■ WRITTEN TASK
Could you put the lines of the items below into a JSON list of strings, one string per line, starting at the line that contains "Identify the overcast" and continuing through the last line of the items, with blank lines left out?

[BEGIN INPUT]

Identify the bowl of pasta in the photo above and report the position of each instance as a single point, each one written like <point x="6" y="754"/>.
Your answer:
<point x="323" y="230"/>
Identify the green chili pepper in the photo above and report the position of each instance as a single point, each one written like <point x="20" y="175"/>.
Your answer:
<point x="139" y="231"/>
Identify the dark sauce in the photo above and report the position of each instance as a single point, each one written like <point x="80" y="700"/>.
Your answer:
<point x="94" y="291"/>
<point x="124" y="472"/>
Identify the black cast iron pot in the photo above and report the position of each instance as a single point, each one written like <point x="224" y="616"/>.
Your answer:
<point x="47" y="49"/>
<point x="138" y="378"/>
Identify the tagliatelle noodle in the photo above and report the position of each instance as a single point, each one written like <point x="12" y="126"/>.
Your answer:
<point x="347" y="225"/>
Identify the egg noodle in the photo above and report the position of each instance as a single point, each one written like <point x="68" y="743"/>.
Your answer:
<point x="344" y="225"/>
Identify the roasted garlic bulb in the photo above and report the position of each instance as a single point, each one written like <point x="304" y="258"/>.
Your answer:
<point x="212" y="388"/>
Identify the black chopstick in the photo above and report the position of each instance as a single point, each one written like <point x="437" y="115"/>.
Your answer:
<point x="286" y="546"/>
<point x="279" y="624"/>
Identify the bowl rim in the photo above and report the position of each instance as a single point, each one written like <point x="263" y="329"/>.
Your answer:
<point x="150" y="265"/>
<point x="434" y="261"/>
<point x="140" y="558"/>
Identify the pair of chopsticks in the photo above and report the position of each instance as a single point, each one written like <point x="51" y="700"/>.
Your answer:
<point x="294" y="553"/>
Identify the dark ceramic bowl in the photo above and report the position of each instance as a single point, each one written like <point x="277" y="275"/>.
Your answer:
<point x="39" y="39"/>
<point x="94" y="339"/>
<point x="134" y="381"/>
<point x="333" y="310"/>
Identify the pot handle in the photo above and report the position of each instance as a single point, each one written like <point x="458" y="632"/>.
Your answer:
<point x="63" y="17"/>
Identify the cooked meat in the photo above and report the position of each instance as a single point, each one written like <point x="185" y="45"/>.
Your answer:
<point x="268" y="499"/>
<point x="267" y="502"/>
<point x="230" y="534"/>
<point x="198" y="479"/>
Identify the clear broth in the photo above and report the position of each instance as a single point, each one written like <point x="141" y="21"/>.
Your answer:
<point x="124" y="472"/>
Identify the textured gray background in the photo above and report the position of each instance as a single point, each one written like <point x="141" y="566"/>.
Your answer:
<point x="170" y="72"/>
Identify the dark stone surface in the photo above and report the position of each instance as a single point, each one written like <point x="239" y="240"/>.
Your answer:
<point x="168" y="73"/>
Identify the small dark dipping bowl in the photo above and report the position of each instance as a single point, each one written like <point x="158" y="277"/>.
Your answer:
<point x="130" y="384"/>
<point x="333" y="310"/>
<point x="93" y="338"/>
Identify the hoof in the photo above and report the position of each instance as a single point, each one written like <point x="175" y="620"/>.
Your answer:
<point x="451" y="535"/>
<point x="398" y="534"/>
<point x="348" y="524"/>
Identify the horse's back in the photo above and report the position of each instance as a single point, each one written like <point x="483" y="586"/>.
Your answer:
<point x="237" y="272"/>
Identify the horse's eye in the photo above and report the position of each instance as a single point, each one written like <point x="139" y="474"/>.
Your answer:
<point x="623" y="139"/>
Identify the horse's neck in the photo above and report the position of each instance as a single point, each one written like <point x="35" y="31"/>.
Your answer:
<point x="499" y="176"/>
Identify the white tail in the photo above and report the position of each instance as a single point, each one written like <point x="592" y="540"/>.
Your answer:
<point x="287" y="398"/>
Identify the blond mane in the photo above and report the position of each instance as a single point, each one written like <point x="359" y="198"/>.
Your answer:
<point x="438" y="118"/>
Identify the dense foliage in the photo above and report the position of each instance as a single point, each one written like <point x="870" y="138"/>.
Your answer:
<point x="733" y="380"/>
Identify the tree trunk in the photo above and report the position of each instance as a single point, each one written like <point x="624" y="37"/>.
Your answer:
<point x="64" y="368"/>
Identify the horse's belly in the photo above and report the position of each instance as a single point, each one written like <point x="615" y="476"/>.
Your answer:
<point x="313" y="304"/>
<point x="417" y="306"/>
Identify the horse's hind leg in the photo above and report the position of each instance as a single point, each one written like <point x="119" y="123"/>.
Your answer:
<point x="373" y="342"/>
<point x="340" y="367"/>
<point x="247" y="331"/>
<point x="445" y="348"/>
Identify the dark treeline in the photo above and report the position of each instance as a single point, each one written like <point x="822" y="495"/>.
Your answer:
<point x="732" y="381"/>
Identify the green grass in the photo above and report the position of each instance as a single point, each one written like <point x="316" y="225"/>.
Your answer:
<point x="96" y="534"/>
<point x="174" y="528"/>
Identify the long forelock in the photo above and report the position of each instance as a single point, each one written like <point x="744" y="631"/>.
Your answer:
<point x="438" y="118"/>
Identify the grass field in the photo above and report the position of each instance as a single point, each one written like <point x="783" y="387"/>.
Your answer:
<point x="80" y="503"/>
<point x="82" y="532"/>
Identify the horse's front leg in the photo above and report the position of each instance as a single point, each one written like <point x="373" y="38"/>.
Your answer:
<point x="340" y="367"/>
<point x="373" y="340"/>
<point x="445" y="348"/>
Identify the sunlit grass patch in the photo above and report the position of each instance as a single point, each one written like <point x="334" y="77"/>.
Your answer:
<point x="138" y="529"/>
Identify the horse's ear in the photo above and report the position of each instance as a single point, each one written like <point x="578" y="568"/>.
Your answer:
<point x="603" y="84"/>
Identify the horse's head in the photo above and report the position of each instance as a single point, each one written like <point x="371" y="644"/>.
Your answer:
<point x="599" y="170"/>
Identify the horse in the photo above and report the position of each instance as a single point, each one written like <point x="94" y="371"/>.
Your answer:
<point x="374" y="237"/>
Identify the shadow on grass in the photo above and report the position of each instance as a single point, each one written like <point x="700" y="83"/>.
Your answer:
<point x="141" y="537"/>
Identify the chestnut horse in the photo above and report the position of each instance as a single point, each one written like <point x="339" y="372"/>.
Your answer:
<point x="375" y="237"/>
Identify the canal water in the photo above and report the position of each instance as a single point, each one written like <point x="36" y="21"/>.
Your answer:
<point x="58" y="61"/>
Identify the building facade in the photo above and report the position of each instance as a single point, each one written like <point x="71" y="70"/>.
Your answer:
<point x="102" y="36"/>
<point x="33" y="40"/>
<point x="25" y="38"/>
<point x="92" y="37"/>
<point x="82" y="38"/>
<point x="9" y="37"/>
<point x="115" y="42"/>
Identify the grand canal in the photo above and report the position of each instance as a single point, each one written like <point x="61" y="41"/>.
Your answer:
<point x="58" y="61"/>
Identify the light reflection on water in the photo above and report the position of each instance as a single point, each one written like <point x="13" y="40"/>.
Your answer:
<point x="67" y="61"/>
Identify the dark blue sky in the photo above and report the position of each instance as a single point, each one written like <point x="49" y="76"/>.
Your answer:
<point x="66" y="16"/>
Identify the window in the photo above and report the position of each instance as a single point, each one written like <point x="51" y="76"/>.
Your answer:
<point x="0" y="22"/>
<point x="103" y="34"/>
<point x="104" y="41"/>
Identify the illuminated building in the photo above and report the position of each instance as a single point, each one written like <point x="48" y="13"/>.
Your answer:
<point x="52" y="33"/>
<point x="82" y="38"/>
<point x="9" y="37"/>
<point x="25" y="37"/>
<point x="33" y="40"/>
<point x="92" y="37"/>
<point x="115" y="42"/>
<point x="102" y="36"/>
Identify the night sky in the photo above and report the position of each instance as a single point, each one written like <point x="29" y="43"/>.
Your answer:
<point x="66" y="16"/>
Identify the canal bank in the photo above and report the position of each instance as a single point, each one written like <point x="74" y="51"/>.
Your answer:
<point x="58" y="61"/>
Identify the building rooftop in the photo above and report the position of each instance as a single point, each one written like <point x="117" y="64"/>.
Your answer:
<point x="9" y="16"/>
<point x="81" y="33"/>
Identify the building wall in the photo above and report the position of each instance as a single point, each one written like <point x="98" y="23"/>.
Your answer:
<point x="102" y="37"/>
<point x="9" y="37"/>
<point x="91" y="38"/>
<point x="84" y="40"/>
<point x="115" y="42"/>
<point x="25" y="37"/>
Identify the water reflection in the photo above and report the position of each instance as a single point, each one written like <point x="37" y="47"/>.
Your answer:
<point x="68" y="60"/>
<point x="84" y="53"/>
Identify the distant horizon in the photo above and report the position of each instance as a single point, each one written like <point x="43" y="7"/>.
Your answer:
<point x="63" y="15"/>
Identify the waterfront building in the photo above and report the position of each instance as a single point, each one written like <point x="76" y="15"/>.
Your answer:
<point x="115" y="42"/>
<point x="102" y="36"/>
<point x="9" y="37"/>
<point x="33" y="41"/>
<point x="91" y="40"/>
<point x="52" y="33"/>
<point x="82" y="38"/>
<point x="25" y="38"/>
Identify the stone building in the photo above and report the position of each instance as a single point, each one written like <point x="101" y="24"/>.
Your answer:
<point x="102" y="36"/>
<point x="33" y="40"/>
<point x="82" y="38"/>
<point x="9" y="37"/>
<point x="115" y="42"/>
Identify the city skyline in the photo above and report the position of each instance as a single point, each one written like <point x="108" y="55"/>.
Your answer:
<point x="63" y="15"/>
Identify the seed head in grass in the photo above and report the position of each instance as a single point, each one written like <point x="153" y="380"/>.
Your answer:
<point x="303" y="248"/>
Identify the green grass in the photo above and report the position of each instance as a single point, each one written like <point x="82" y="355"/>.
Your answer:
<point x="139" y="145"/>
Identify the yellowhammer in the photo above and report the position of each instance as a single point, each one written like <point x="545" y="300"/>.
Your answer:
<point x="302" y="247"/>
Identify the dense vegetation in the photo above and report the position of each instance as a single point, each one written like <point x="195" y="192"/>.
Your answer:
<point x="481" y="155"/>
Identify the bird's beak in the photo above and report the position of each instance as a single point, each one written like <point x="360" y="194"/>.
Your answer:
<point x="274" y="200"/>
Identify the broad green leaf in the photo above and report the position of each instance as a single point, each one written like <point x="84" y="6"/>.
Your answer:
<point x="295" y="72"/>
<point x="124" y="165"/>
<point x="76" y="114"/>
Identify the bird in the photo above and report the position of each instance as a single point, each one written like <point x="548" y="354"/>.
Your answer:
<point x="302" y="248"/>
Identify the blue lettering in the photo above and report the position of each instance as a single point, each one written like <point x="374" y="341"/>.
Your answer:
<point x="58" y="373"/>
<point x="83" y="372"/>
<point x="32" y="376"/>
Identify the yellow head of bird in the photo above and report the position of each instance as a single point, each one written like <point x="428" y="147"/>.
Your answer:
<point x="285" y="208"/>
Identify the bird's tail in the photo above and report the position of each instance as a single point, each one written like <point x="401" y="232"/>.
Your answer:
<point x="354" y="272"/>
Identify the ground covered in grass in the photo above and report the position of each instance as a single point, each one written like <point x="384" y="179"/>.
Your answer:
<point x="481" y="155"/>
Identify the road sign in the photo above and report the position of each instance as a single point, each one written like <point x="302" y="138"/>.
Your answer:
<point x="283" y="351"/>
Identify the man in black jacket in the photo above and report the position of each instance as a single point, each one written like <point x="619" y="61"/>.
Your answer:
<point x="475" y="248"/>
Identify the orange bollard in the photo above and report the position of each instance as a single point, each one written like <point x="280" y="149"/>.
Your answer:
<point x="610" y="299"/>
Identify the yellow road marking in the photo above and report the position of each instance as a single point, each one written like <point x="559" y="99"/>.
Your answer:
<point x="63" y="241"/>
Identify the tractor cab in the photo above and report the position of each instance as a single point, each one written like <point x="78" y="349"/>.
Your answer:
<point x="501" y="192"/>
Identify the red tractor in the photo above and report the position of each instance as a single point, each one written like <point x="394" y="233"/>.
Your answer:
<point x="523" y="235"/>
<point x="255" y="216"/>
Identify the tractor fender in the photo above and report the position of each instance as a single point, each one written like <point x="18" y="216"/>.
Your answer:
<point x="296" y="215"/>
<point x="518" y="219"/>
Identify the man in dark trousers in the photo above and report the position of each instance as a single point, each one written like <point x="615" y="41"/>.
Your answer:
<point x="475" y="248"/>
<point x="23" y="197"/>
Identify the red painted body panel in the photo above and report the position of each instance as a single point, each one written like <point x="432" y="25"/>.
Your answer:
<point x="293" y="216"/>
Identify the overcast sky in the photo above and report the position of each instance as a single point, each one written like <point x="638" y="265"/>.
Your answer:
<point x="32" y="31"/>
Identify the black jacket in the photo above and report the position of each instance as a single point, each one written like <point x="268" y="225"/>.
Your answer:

[END INPUT]

■ RESULT OF THE TASK
[
  "Identify the overcast sky in the photo above and report the position of each instance as a single point, each one written like <point x=\"638\" y=\"265\"/>.",
  "Your answer:",
  "<point x=\"32\" y=\"31\"/>",
  "Identify the black jacket in the photo above and report the position of each instance as a single point, each one written like <point x=\"268\" y=\"225\"/>.",
  "Your answer:"
]